Problem description: Give every line back verbatim, dropping all images.

(Excerpts of pointing data)
□ □ □ □ □ □ □

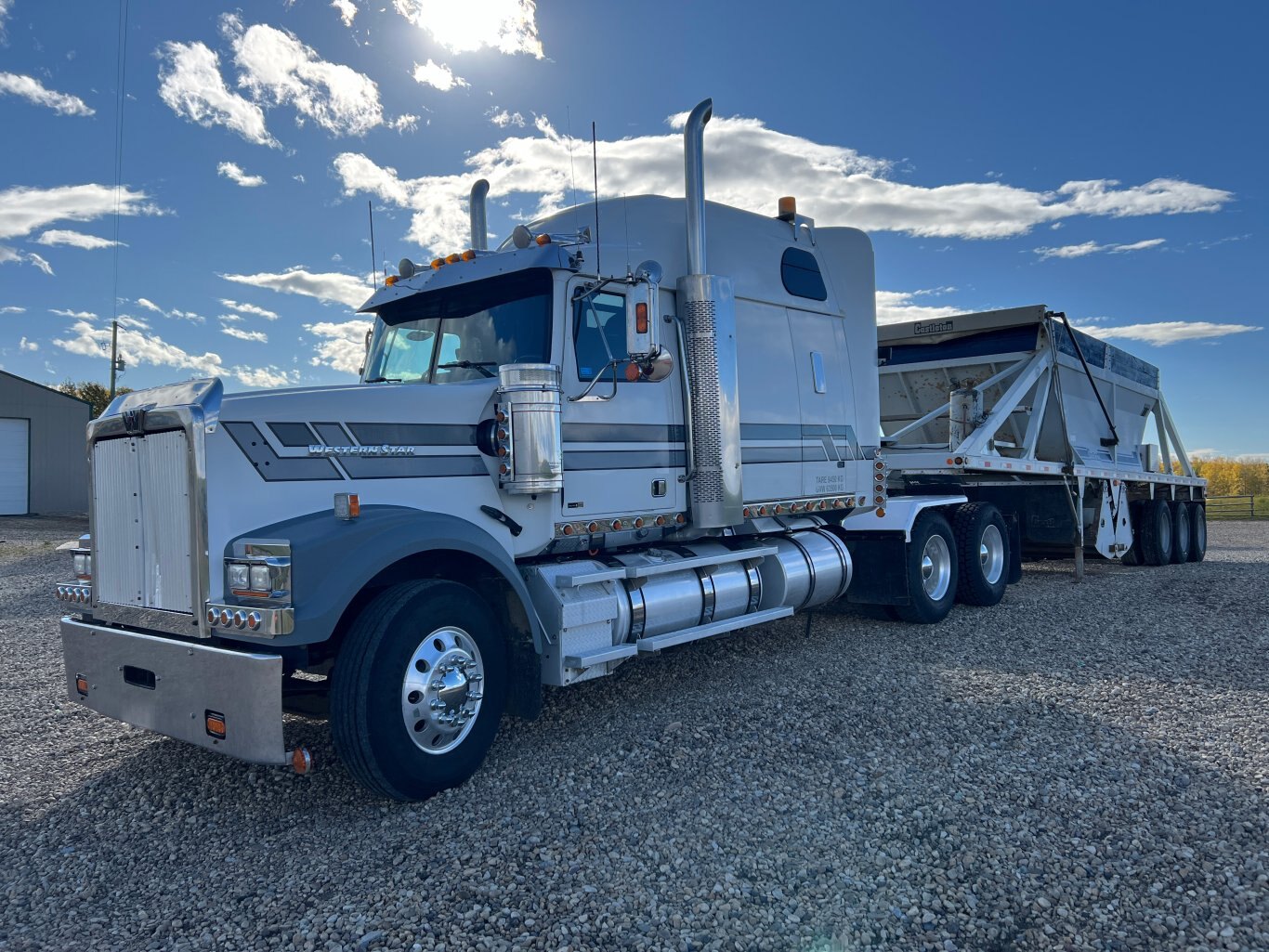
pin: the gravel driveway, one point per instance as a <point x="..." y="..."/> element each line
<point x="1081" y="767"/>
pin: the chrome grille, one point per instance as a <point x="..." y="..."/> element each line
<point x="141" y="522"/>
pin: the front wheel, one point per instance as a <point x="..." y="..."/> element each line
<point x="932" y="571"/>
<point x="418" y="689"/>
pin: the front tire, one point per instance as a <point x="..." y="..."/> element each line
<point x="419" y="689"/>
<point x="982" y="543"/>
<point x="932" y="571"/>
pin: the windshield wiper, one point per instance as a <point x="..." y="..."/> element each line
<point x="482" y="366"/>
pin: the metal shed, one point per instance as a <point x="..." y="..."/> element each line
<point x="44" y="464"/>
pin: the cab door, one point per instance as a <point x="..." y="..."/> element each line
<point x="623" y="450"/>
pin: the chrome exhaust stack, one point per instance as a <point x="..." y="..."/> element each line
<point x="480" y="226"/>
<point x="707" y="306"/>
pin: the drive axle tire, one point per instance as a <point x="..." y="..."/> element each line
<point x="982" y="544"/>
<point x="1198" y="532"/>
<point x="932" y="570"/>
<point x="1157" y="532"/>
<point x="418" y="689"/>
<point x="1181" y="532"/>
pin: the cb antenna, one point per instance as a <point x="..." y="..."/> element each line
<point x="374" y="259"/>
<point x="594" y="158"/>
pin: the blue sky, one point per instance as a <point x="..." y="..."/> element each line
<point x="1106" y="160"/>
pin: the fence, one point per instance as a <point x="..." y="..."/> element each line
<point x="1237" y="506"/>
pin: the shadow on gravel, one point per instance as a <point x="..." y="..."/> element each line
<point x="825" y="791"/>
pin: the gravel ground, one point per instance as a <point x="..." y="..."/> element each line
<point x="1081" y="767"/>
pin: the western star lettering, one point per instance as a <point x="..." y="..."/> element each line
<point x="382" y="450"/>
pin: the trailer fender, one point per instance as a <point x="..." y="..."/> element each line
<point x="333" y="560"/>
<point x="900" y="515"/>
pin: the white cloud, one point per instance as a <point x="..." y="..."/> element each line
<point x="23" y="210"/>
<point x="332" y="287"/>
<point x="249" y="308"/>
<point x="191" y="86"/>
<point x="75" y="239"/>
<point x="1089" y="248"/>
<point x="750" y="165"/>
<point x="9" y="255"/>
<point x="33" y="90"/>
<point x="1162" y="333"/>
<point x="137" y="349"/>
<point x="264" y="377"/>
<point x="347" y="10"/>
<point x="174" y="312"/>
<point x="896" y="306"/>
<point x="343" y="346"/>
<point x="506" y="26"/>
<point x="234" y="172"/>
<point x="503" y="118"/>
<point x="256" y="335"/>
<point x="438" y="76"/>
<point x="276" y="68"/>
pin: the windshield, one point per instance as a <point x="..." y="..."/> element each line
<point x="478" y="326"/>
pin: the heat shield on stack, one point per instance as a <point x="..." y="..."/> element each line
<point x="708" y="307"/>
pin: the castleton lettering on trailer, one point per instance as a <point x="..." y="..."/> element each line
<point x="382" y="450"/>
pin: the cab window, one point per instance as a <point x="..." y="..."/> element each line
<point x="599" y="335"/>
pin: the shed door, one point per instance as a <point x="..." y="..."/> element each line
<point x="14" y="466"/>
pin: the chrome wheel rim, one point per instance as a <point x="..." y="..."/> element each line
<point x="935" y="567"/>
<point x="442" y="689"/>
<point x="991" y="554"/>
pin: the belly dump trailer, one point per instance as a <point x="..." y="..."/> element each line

□ □ □ □ □ □ □

Problem solution:
pin: the gravel driveway, one point per instance as a <point x="..." y="..."/> element each line
<point x="1081" y="767"/>
pin: the chrome grille, one point per instance as a <point x="..." y="..."/> element each line
<point x="141" y="522"/>
pin: the front wheel, one point per instance as a <point x="..." y="..."/> element each line
<point x="932" y="571"/>
<point x="418" y="689"/>
pin: the front tire, one point per instance as a <point x="..." y="..."/> element each line
<point x="419" y="689"/>
<point x="982" y="543"/>
<point x="932" y="571"/>
pin: the windshield wiper, one point per instance as a <point x="..." y="..."/> element each line
<point x="482" y="366"/>
pin: the metal shed, one point per instance as a <point x="..." y="..."/> element each line
<point x="44" y="464"/>
pin: the cab door, one point per instance as a <point x="..." y="..."/> element each line
<point x="623" y="450"/>
pin: the chrome exhaust stack, one point per instance as a <point x="..." y="..."/> element each line
<point x="480" y="226"/>
<point x="707" y="306"/>
pin: the drive axle tire, one point per instance as a <point x="..." y="..."/> element each line
<point x="982" y="544"/>
<point x="1198" y="532"/>
<point x="932" y="570"/>
<point x="1157" y="532"/>
<point x="418" y="689"/>
<point x="1181" y="532"/>
pin: the cb antenna, one point per instance as a <point x="..." y="..."/> element each line
<point x="374" y="259"/>
<point x="594" y="158"/>
pin: the blue sky, one point per instance as a <point x="..." y="..."/> element each line
<point x="1106" y="160"/>
pin: the fence, one point per instance as a <point x="..." y="..."/> element each line
<point x="1237" y="506"/>
pin: the shadow on gravel, one point per instance as a <point x="..." y="..."/> element each line
<point x="825" y="791"/>
pin: the gravel ground, one point per instance as a <point x="..." y="..."/> element each line
<point x="1081" y="767"/>
pin: the western star lettering, one point per instance as a <point x="..." y="..."/> element each line
<point x="382" y="450"/>
pin: the trailer fender, one point per instance as a <point x="..." y="..."/> element each line
<point x="333" y="560"/>
<point x="900" y="515"/>
pin: the white cloud, one point per instance as a <point x="..." y="..."/> element each line
<point x="23" y="210"/>
<point x="332" y="287"/>
<point x="249" y="308"/>
<point x="191" y="86"/>
<point x="75" y="239"/>
<point x="1089" y="248"/>
<point x="750" y="165"/>
<point x="9" y="255"/>
<point x="33" y="90"/>
<point x="1162" y="333"/>
<point x="137" y="349"/>
<point x="264" y="377"/>
<point x="347" y="10"/>
<point x="174" y="312"/>
<point x="896" y="306"/>
<point x="343" y="346"/>
<point x="506" y="26"/>
<point x="234" y="172"/>
<point x="503" y="118"/>
<point x="256" y="335"/>
<point x="438" y="76"/>
<point x="276" y="68"/>
pin: the windshield, one point per instance as a <point x="..." y="..."/> element each line
<point x="478" y="326"/>
pin: the heat shield on stack, one point per instance as a <point x="..." y="..."/> element each line
<point x="708" y="307"/>
pin: the castleton lettering on trailer, one point per instance as a <point x="..." y="..."/> element each line
<point x="382" y="450"/>
pin: the cab window, one point per instance as a <point x="..." y="..."/> element each line
<point x="599" y="335"/>
pin: the shed door, one point per instance as a <point x="..." y="..."/> element each line
<point x="14" y="466"/>
pin: the chrome wheel rim, one point per instance as a <point x="..." y="..."/> element each line
<point x="935" y="567"/>
<point x="442" y="689"/>
<point x="991" y="554"/>
pin: the belly dump trailer, one point per instance as a <point x="..." y="..."/> element each line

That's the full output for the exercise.